From the line containing "negative clicks: (230, 49)" onward to the last line of the data below, copy each line exactly and add nothing.

» Information supplied:
<<<<

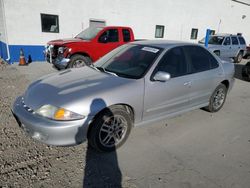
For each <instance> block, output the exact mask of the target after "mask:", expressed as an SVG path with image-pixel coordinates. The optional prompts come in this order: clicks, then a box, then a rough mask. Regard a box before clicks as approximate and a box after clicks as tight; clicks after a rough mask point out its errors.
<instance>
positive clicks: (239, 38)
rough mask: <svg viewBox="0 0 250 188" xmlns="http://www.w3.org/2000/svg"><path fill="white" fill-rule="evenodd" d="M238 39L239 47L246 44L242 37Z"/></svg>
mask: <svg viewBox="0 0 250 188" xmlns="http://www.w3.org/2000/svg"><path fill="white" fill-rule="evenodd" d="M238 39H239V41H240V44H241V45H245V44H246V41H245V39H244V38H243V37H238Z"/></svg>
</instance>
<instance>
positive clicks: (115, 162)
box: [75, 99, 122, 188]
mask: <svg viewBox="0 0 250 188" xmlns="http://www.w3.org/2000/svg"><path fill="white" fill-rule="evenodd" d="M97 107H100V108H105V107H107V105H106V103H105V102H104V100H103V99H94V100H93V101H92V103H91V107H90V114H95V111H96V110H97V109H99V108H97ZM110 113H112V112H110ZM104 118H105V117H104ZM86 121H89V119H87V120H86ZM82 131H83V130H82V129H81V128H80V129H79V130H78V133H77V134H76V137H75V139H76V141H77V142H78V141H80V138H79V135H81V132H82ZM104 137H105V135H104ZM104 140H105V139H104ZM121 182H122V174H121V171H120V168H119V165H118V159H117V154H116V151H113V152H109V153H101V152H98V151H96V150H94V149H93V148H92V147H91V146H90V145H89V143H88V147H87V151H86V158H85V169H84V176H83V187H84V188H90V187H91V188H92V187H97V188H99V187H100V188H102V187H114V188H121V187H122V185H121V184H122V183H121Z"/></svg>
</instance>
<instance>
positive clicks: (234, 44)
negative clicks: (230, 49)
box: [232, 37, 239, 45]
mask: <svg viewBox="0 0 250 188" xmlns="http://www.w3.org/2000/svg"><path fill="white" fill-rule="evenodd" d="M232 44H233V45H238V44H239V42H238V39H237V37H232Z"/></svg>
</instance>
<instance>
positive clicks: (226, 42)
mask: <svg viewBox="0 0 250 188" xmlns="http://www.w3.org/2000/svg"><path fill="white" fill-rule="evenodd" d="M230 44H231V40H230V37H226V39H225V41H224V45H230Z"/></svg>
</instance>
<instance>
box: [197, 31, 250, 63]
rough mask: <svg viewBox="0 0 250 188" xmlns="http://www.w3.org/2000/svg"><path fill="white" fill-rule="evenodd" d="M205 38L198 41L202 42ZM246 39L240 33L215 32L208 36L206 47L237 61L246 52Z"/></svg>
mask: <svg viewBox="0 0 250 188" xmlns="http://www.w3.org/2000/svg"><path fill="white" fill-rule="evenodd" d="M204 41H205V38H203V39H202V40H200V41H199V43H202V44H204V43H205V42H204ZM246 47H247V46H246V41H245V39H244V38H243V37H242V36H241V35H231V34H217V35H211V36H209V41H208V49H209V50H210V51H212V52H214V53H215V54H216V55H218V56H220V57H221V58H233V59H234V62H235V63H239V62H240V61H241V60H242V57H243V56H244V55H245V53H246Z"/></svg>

>>>>

» Expected output:
negative clicks: (230, 49)
box: [232, 37, 239, 45]
mask: <svg viewBox="0 0 250 188" xmlns="http://www.w3.org/2000/svg"><path fill="white" fill-rule="evenodd" d="M232 44H233V45H238V44H239V42H238V39H237V37H232Z"/></svg>
</instance>
<instance>
positive clicks: (226, 42)
mask: <svg viewBox="0 0 250 188" xmlns="http://www.w3.org/2000/svg"><path fill="white" fill-rule="evenodd" d="M230 44H231V40H230V37H226V39H225V41H224V45H230Z"/></svg>
</instance>
<instance>
box: [197, 31, 250, 63]
rough mask: <svg viewBox="0 0 250 188" xmlns="http://www.w3.org/2000/svg"><path fill="white" fill-rule="evenodd" d="M205 38L198 41L202 42ZM246 39L240 33L215 32L208 36L206 47L237 61L246 52Z"/></svg>
mask: <svg viewBox="0 0 250 188" xmlns="http://www.w3.org/2000/svg"><path fill="white" fill-rule="evenodd" d="M204 41H205V38H203V39H202V40H200V41H199V43H202V44H204V43H205V42H204ZM246 47H247V46H246V41H245V39H244V38H243V37H242V36H241V35H231V34H217V35H211V36H209V41H208V49H209V50H210V51H212V52H214V53H215V54H216V55H218V56H220V57H221V58H233V59H234V62H235V63H239V62H240V61H241V60H242V57H243V56H244V55H245V53H246Z"/></svg>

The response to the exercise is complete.